**MATERIALS PROVIDED:**
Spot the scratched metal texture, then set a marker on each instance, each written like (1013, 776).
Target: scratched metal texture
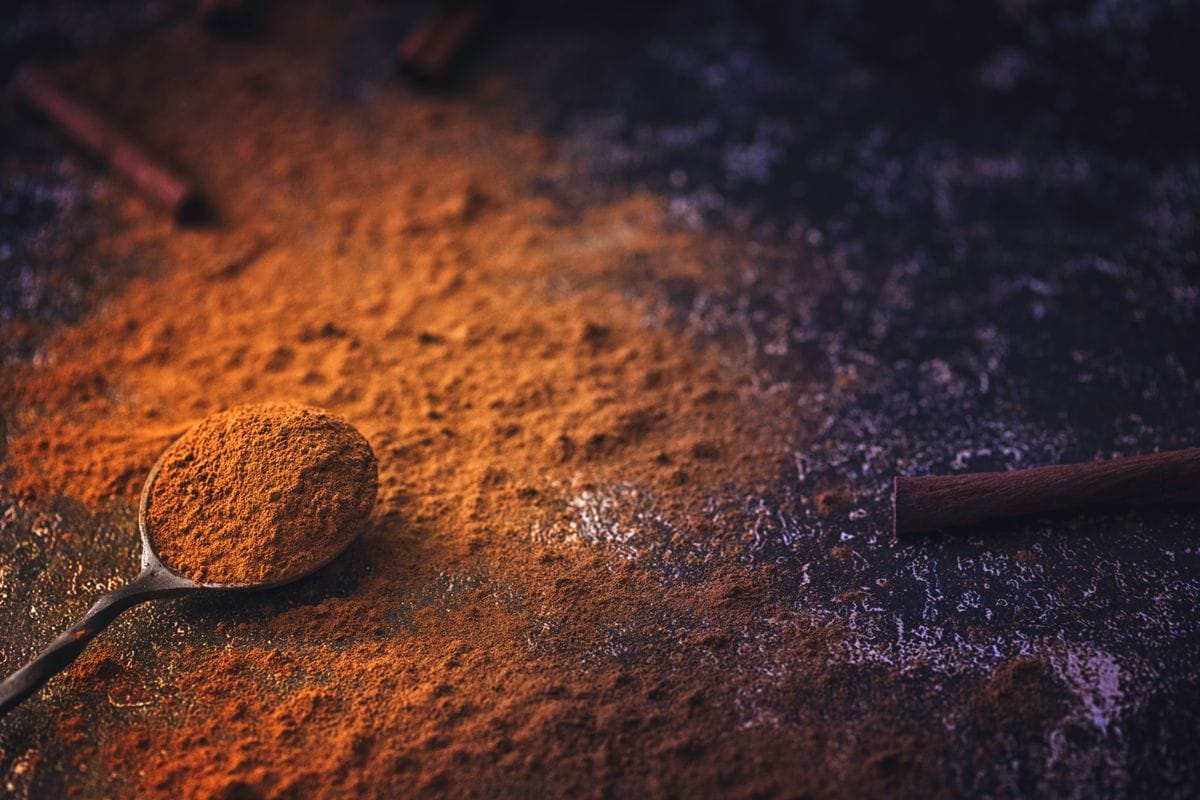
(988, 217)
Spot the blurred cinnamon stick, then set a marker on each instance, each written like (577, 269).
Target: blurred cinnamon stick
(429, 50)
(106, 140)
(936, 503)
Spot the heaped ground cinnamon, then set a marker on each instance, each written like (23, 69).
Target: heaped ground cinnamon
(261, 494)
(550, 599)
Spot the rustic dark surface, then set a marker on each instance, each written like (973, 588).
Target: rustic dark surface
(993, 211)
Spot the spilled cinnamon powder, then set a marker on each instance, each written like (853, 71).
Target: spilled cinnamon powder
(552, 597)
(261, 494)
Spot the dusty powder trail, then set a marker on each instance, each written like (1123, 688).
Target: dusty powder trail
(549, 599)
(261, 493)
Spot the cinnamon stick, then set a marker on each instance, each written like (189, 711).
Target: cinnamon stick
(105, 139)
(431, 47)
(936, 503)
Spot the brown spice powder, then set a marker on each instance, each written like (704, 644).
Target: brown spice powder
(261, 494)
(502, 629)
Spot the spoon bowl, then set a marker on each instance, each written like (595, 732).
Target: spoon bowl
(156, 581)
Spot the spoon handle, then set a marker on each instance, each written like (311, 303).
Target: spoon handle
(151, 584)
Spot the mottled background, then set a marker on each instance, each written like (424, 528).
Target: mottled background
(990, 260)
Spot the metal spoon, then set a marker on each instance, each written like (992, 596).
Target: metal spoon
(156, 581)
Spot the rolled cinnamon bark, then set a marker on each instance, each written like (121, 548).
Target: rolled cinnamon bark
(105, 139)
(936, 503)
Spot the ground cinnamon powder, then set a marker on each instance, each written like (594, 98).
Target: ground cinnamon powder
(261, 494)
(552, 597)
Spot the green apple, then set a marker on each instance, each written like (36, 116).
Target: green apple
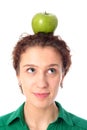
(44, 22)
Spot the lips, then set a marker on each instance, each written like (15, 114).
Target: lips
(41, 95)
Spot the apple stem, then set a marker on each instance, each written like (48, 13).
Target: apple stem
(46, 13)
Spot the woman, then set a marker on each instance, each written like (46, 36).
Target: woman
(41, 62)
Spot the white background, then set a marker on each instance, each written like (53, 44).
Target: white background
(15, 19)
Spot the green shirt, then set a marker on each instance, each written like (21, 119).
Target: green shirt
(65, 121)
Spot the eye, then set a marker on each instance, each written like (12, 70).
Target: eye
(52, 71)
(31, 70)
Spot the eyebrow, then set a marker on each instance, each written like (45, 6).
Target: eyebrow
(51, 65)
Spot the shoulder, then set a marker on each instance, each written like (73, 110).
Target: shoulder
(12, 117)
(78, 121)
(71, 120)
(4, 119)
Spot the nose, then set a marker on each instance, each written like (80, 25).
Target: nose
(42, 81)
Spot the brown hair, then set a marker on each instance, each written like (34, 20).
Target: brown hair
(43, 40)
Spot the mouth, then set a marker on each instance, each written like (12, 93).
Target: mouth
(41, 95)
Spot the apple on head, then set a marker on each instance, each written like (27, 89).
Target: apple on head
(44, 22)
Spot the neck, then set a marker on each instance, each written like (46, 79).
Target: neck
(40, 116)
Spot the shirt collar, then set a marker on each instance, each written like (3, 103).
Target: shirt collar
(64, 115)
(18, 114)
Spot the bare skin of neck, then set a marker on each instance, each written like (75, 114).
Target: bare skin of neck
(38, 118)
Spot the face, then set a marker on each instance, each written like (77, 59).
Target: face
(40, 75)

==

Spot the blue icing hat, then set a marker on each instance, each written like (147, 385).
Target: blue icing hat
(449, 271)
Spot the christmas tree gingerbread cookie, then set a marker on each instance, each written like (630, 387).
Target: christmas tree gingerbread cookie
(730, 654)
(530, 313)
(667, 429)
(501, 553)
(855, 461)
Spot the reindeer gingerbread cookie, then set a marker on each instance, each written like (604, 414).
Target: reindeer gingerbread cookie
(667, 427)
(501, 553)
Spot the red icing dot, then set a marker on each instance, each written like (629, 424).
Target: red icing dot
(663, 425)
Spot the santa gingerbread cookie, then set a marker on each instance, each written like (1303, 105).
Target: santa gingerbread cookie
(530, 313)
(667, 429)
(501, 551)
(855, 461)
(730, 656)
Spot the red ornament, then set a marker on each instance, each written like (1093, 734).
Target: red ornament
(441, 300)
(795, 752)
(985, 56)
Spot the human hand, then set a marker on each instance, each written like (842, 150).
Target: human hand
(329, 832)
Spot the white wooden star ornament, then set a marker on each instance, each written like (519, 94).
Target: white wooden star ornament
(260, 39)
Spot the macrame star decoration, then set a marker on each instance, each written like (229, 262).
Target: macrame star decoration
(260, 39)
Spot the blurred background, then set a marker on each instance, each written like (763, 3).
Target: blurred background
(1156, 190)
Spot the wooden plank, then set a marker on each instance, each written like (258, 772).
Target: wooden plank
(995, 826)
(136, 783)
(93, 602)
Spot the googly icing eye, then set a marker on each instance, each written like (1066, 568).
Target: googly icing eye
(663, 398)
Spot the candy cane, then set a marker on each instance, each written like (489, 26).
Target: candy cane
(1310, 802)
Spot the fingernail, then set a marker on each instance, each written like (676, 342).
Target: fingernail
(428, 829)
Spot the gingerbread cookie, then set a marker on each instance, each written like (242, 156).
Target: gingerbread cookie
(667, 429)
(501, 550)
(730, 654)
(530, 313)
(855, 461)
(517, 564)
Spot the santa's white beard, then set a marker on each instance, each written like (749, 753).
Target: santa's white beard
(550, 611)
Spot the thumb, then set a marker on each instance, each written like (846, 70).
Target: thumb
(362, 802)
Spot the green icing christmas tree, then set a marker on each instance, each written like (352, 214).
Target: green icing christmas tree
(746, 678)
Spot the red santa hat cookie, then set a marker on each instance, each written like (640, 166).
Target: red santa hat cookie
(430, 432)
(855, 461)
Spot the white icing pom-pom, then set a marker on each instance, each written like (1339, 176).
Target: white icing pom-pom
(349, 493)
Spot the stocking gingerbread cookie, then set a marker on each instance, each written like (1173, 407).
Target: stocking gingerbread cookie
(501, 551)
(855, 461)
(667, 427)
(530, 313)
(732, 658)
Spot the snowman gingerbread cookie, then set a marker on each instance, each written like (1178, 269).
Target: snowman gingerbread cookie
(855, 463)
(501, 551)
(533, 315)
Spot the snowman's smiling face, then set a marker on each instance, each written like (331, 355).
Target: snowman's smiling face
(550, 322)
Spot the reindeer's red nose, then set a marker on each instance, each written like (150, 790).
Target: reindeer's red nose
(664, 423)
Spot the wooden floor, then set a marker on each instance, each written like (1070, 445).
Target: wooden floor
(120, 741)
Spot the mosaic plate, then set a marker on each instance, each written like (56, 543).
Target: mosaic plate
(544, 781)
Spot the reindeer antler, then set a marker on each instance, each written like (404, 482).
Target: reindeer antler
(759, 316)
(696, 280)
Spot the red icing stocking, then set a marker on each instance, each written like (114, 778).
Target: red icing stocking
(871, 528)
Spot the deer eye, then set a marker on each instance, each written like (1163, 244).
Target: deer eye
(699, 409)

--

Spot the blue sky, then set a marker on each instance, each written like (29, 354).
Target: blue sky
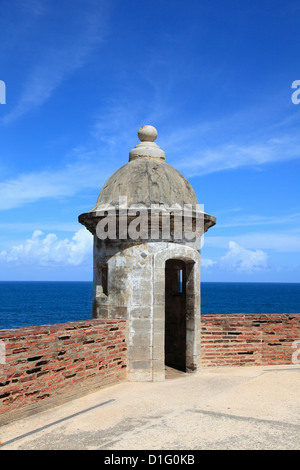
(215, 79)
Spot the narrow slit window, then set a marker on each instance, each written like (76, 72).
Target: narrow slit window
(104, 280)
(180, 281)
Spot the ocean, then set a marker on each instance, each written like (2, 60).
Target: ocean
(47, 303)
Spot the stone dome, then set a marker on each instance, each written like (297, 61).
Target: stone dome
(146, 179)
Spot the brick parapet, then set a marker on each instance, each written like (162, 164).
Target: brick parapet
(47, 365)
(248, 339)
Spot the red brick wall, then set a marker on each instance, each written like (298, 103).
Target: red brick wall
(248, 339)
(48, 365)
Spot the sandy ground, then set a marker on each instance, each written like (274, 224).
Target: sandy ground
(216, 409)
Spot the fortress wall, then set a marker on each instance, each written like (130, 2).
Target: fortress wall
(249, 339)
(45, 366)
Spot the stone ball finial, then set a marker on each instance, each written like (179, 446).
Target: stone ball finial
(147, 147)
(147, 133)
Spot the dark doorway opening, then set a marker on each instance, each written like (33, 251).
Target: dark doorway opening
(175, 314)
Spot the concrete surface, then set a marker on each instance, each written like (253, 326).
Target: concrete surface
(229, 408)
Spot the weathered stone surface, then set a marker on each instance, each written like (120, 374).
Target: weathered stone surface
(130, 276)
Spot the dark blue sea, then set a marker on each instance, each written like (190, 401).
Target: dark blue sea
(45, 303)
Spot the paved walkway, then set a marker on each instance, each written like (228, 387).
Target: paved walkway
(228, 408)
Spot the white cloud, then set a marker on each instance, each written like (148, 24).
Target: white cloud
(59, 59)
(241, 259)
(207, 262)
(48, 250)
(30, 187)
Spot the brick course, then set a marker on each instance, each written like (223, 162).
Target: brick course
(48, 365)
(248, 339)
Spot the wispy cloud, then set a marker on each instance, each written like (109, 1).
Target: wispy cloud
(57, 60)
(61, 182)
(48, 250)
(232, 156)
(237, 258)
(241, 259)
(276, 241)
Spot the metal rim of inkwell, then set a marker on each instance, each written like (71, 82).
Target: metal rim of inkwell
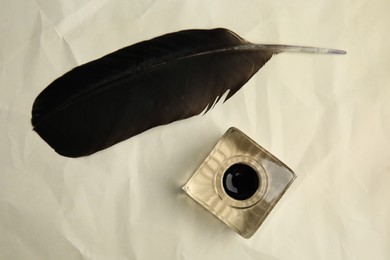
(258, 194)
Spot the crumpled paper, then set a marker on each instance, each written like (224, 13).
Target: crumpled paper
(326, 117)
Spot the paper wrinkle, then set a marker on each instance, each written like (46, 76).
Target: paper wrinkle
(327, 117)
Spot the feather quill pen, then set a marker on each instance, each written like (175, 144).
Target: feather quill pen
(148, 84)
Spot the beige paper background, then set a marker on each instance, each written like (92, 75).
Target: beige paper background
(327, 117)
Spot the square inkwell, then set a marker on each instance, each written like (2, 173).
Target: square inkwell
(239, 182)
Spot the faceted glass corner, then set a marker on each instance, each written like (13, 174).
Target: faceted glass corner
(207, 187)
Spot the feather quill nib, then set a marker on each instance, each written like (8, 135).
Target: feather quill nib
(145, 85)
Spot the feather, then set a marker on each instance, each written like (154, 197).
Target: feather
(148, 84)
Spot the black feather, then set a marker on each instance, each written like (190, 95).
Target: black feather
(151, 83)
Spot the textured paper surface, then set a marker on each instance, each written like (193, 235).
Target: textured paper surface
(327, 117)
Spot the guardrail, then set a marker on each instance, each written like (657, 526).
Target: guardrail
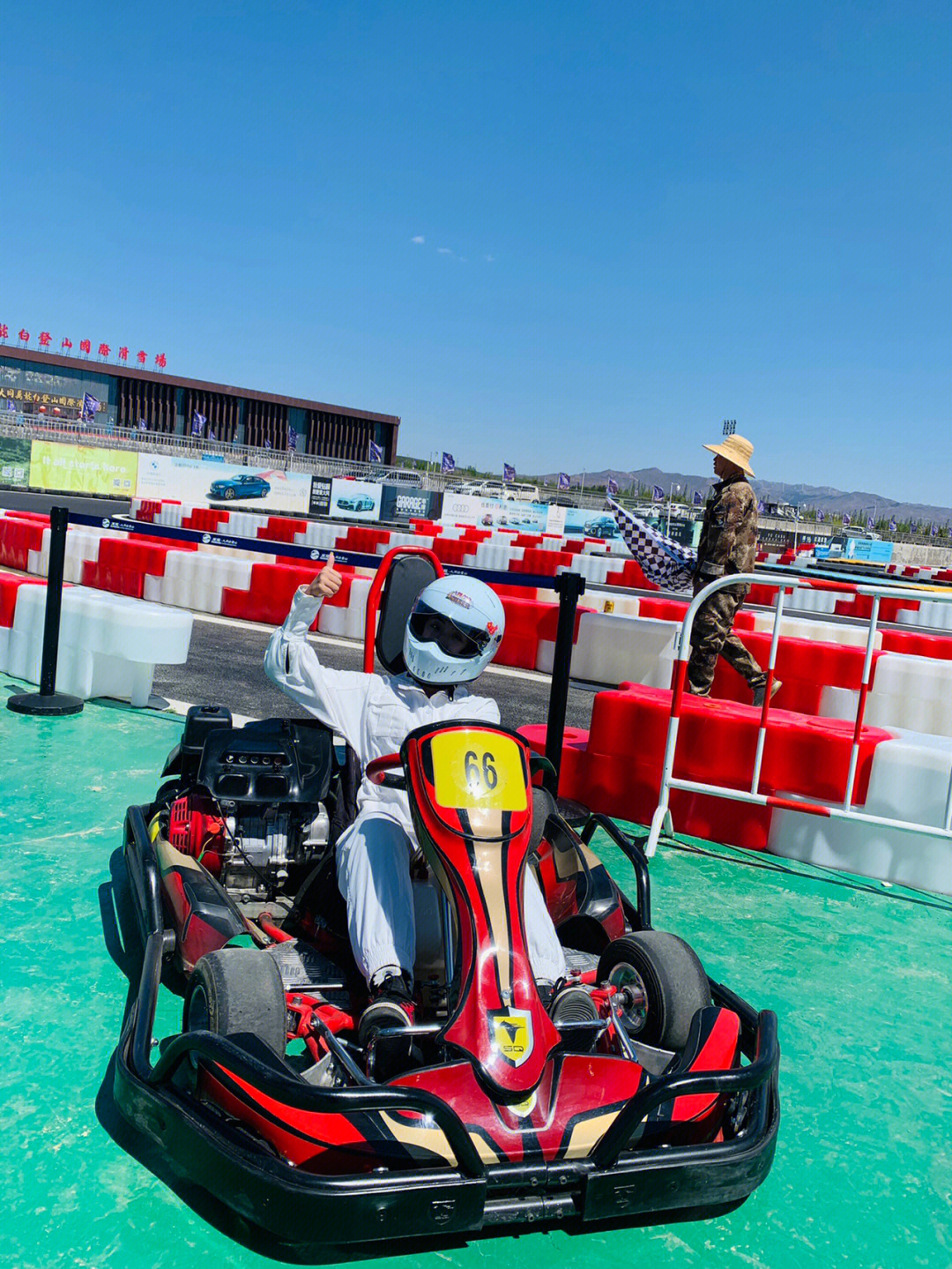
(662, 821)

**YOUR TASK:**
Repeat the listing lines unchanged, beginning with the line containing "Spot the wooden plank, then" and ending with the line containing "(1310, 802)", both included.

**OUTPUT FOR THIS EXERCISE:**
Spot the wooden plank, then set a marker on each instance, each written like (258, 772).
Target: wooden plank
(995, 826)
(136, 783)
(93, 602)
Spot the googly icing eye, then set a marker on each instance, each written like (1066, 568).
Target: googly icing eye
(663, 398)
Spot the candy cane, then set a marker on each instance, each written like (489, 26).
Target: candy cane
(1310, 802)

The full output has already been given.